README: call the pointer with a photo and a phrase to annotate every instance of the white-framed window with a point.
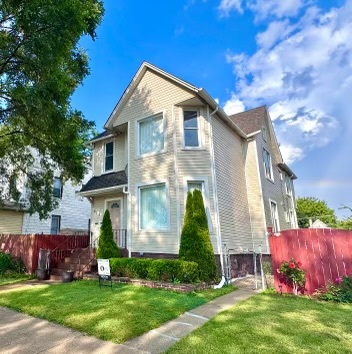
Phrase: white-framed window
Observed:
(151, 136)
(199, 183)
(153, 207)
(191, 136)
(109, 156)
(55, 224)
(288, 185)
(57, 191)
(274, 216)
(268, 170)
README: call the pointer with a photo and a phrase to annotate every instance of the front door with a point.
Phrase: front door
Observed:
(114, 207)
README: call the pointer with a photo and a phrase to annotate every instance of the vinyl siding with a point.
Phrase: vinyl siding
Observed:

> [WHAT TO WORK ON]
Every line above that holds "framed" should be copied out.

> [EXERCISE OUTPUT]
README: call the pointer with a photo and a phrase to annotate every instance of the white-framed window with a point.
Phrase: white-framed window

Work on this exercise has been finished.